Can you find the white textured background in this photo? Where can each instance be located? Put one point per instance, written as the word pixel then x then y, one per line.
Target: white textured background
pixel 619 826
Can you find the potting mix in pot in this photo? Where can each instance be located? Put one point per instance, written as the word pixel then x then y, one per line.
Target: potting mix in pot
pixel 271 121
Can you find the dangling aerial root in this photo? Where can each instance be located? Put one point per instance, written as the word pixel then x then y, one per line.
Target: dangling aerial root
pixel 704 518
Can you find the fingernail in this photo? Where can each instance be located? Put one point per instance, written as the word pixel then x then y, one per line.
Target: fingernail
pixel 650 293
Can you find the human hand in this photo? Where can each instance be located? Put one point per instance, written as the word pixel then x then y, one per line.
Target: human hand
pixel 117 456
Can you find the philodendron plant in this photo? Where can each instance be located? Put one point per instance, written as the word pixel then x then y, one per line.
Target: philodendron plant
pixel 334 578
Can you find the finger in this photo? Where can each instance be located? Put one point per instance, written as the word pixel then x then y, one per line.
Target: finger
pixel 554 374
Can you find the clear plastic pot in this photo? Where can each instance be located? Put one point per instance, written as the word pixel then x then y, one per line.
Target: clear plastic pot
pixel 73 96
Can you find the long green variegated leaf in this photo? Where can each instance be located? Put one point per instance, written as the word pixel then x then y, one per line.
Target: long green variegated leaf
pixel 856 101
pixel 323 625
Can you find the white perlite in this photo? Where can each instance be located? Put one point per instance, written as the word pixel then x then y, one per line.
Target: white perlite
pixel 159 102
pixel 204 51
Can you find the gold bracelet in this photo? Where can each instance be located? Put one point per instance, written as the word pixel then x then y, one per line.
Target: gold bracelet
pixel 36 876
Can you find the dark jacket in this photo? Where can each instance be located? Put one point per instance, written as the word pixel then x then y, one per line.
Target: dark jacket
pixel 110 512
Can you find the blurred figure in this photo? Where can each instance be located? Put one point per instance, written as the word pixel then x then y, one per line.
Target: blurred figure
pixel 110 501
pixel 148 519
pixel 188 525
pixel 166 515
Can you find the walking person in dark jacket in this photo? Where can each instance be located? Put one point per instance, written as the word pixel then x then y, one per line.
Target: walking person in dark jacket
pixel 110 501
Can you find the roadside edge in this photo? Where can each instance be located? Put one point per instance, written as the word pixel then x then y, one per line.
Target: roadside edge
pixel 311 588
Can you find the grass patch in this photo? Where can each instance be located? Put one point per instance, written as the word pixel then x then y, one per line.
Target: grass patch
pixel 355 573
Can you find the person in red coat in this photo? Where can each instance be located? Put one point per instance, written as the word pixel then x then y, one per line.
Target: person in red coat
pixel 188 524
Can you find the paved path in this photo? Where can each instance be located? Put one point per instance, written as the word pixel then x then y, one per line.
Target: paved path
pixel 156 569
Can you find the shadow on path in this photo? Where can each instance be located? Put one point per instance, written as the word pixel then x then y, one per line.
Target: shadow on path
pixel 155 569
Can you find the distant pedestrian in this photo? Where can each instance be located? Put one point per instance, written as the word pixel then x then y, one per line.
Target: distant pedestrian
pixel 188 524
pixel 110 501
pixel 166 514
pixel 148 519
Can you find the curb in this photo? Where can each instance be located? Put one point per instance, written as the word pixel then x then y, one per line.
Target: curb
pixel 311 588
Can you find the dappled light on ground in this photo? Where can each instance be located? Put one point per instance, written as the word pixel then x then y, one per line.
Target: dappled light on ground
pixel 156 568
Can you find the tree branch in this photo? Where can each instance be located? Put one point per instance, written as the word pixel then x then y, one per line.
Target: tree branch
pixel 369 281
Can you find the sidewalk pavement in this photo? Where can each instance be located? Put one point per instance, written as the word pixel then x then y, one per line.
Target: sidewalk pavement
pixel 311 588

-- Direction --
Please rewrite everything from the line containing "Can you find the sidewalk" down to the final line, offsetting each answer coordinate by +127 and leaving all other text unchanged.

-- Written solution --
Can you find the sidewalk pavement in this photo? Where can each instance be located? Put one point per instance, written as the word pixel then x then y, one per line.
Target: sidewalk pavement
pixel 438 715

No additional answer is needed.